* [Exercise passage]:
The Defense Department on Wednesday announced that it again would expand its review of post-traumatic stress diagnoses dating back to the start of the war in Afghanistan.
Defense Secretary Leon Panetta today said the review would include all branches of the armed forces. Previously, the review was to focus only on the Army.
Panetta’s announcement is the latest investigation into PTSD diagnoses since the Office of the Surgeon General began investigating a team of forensic psychiatrists at Madigan Army Medical Center that sometimes changed behavioral health diagnoses among soldiers who were seeking medical retirements. Some of those soldiers had PTSD diagnoses adjusted in such a way that were less likely to receive disability benefits for behavioral health issues stemming from their combat experiences.
Hundreds of those soldiers are now have their cases reviewed by other Army psychiatrists. About 100 of them have since received PTSD diagnoses.
“Understandably, a lot of our service members trust and confidence in the disability evaluation system has been seriously shaken in the wake of these events,” Sen. Patty Murray, D-Wash., told Panetta at a hearing today.

Dataset entries
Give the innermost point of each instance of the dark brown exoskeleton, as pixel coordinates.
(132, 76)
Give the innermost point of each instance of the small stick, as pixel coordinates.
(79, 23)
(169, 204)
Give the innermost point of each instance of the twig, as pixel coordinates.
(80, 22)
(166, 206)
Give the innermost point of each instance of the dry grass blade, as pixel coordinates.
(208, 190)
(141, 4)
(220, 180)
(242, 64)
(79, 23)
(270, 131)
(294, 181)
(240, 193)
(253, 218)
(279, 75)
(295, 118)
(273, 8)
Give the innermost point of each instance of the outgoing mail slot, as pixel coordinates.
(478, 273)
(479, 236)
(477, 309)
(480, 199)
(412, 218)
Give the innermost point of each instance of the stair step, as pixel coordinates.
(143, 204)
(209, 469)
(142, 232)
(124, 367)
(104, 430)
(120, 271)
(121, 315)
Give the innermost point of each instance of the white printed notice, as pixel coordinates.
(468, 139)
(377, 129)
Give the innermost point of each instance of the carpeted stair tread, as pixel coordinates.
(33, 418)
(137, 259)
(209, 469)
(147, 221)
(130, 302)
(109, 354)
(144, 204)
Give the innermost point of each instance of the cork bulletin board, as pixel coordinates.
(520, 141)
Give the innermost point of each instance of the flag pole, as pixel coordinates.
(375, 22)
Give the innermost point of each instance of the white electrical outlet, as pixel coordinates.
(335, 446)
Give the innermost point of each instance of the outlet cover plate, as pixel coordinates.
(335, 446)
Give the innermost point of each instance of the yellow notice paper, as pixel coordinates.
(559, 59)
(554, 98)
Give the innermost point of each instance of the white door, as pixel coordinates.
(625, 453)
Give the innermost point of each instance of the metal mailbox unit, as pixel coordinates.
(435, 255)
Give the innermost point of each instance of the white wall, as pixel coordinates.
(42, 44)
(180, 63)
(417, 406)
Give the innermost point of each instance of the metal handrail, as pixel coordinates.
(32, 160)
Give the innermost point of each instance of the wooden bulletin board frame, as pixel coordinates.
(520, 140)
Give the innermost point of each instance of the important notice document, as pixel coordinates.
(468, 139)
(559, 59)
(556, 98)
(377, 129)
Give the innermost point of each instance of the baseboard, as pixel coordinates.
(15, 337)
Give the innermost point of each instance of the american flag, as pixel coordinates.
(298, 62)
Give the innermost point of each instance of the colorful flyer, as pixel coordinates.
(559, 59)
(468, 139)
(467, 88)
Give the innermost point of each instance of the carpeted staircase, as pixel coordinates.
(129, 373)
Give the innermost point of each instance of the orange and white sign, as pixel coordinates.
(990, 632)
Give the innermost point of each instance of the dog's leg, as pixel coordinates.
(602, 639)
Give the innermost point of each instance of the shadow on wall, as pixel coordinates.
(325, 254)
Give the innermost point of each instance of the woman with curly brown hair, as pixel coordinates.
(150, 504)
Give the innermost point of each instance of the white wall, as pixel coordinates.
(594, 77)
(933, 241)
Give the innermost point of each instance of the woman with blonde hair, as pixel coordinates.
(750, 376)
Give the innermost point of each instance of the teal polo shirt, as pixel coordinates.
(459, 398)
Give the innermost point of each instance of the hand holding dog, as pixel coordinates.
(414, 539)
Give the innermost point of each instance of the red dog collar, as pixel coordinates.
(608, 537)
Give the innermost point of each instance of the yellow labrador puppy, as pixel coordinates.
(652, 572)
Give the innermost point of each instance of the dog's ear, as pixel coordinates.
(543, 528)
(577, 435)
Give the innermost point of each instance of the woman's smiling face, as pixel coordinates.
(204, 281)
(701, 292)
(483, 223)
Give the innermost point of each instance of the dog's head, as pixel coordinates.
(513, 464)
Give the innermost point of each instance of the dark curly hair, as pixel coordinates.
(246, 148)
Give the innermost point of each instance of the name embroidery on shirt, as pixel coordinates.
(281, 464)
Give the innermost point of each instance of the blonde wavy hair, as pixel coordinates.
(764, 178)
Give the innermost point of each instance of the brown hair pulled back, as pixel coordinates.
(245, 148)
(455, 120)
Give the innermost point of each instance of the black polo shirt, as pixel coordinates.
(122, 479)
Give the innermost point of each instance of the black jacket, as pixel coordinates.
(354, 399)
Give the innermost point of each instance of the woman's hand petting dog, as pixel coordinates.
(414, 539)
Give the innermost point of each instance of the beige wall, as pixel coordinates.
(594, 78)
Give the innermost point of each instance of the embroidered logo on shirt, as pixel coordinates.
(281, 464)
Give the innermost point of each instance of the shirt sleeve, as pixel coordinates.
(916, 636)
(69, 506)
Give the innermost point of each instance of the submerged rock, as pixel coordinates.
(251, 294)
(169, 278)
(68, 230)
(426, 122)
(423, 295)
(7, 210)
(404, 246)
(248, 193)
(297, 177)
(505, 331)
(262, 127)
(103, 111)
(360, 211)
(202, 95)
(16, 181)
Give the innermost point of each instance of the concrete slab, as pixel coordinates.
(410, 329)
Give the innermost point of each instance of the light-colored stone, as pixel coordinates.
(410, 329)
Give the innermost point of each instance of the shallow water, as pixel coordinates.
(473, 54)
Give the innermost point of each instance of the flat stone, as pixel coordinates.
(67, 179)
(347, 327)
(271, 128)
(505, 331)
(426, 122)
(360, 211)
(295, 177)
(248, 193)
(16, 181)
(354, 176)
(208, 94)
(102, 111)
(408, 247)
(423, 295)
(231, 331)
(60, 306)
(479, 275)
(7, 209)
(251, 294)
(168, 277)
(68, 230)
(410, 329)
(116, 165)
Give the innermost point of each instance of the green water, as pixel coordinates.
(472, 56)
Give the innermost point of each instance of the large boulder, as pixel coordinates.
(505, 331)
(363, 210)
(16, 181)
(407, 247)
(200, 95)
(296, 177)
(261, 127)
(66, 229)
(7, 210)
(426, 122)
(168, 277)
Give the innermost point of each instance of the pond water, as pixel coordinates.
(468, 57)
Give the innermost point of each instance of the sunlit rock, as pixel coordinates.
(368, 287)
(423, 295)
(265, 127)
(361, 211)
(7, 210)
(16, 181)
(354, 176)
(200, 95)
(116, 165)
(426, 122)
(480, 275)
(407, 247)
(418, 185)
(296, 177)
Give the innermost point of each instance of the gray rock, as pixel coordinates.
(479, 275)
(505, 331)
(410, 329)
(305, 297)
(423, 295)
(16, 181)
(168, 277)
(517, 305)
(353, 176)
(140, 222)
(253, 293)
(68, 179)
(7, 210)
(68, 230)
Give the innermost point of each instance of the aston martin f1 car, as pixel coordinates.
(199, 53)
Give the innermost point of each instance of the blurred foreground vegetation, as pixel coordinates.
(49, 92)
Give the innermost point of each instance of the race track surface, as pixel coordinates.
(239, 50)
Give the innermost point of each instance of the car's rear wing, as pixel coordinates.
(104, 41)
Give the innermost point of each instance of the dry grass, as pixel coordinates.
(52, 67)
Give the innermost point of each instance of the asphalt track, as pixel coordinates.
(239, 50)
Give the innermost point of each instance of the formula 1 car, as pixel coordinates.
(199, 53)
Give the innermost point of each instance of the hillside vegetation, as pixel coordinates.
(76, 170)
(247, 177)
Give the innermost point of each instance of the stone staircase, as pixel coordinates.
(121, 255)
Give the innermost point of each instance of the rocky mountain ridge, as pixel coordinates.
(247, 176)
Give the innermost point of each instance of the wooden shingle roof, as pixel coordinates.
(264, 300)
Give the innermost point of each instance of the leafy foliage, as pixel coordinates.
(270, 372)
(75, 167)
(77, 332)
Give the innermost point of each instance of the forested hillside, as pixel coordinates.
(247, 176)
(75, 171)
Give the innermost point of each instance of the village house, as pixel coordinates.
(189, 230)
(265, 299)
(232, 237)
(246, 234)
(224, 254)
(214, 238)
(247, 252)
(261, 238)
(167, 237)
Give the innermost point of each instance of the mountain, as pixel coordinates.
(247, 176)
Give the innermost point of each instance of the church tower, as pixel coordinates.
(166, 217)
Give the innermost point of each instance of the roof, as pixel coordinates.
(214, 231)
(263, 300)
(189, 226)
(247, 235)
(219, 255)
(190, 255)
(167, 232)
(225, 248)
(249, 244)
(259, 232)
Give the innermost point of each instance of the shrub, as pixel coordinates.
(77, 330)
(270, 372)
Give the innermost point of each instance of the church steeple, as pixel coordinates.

* [Work to be completed]: List every organization named in the article on the review of PTSD diagnoses. These entries were taken from a different source than the article.

* [Output]: Defense Department, Army, Office of the Surgeon General, Madigan Army Medical Center